* _Written request_
Format the lines below as a numbered list, leaving out any blank lines.
— Begin Exercise material —
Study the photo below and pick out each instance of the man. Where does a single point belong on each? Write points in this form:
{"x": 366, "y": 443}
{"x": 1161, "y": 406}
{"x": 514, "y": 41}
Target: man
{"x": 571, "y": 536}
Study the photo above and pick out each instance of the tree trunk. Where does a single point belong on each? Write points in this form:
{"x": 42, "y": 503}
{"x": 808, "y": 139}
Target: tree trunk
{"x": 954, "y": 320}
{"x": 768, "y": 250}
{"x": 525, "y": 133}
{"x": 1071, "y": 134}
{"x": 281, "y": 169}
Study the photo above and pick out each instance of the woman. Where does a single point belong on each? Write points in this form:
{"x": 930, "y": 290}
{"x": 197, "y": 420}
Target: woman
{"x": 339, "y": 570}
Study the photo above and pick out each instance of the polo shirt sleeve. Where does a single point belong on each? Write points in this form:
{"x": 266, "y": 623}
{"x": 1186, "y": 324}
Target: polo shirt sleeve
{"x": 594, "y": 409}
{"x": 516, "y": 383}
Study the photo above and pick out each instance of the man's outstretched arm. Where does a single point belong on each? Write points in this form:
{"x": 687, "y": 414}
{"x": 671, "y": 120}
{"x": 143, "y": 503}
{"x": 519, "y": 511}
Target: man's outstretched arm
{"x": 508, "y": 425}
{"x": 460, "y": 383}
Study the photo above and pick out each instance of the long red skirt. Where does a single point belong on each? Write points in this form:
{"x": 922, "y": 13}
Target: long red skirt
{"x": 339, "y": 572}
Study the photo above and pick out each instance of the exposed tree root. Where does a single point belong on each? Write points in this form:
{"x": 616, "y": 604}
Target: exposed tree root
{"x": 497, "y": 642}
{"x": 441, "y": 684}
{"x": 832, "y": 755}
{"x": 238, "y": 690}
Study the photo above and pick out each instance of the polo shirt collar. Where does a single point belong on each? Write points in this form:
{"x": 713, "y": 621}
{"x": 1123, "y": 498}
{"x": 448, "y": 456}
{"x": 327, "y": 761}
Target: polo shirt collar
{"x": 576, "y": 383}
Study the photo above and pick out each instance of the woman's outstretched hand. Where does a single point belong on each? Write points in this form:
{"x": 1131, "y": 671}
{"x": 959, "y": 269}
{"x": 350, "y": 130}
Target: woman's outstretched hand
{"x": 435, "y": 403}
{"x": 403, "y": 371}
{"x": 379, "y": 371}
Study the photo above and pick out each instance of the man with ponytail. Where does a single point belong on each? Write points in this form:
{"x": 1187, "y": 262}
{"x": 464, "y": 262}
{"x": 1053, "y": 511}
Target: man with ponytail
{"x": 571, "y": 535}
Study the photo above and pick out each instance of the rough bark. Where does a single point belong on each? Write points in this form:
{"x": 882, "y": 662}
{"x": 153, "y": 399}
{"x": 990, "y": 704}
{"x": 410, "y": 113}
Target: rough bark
— End Exercise material —
* _The output_
1. Study the photo below and pick out each instance of the man. Where does a single point belong on each? Write points in this form:
2. {"x": 366, "y": 443}
3. {"x": 1161, "y": 406}
4. {"x": 514, "y": 41}
5. Target: man
6. {"x": 571, "y": 536}
7. Study the photo above and pick out each instance of the tree trunk. Where does a single point belong on each? Write points in this form:
8. {"x": 42, "y": 503}
9. {"x": 808, "y": 139}
10. Target: tree trunk
11. {"x": 954, "y": 320}
12. {"x": 768, "y": 250}
13. {"x": 525, "y": 133}
14. {"x": 1071, "y": 134}
15. {"x": 281, "y": 169}
16. Study the photo above and pick out each instance of the woman. Where does a single point belong on each? Write points in this form:
17. {"x": 930, "y": 290}
18. {"x": 197, "y": 420}
19. Target: woman
20. {"x": 339, "y": 570}
21. Study the photo above and pick out each instance of the polo shirt sleeve. Where does a single point belong on each? Write points in this form:
22. {"x": 266, "y": 623}
23. {"x": 1186, "y": 324}
24. Target: polo shirt sleeve
25. {"x": 594, "y": 409}
26. {"x": 516, "y": 383}
27. Study the photo above and pick out each instance of the man's outstretched arm. Where does a single point belong on each? Write points in this form:
28. {"x": 687, "y": 414}
29. {"x": 671, "y": 120}
30. {"x": 143, "y": 503}
31. {"x": 519, "y": 511}
32. Target: man's outstretched arm
33. {"x": 508, "y": 425}
34. {"x": 460, "y": 383}
35. Study the photo above and pick out each instance of the long red skirt. Where does a single point belong on each? Write points in this form:
36. {"x": 922, "y": 13}
37. Target: long red skirt
38. {"x": 339, "y": 572}
39. Study the photo above and pick out each instance of the exposed tree root. Where does a single point belong on each? Write points in this form:
40. {"x": 616, "y": 604}
41. Target: exposed tree root
42. {"x": 497, "y": 642}
43. {"x": 441, "y": 684}
44. {"x": 832, "y": 755}
45. {"x": 238, "y": 690}
46. Study the photo above and pick out each instance of the polo shirt collar. Where does a single point belong on each? Write points in this form:
47. {"x": 713, "y": 621}
48. {"x": 1123, "y": 498}
49. {"x": 448, "y": 456}
50. {"x": 327, "y": 761}
51. Target: polo shirt collar
52. {"x": 576, "y": 383}
53. Study the photo above and pick out each instance of the woman's outstretched hand. Where does a single point belong on each? Write points in this form:
54. {"x": 1131, "y": 671}
55. {"x": 959, "y": 269}
56. {"x": 350, "y": 130}
57. Target: woman's outstretched hand
58. {"x": 435, "y": 403}
59. {"x": 403, "y": 371}
60. {"x": 379, "y": 371}
61. Study the photo above and pick out each instance of the man with ponytail. Where does a single point belong on each? Write points in this form:
62. {"x": 1187, "y": 262}
63. {"x": 464, "y": 262}
64. {"x": 1053, "y": 511}
65. Target: man with ponytail
66. {"x": 571, "y": 535}
67. Study the photo above and pick out each instance of the rough bark. Where does a single point belong on each? Write points in this form:
68. {"x": 882, "y": 662}
69. {"x": 153, "y": 399}
70. {"x": 990, "y": 704}
71. {"x": 410, "y": 113}
72. Target: rough bark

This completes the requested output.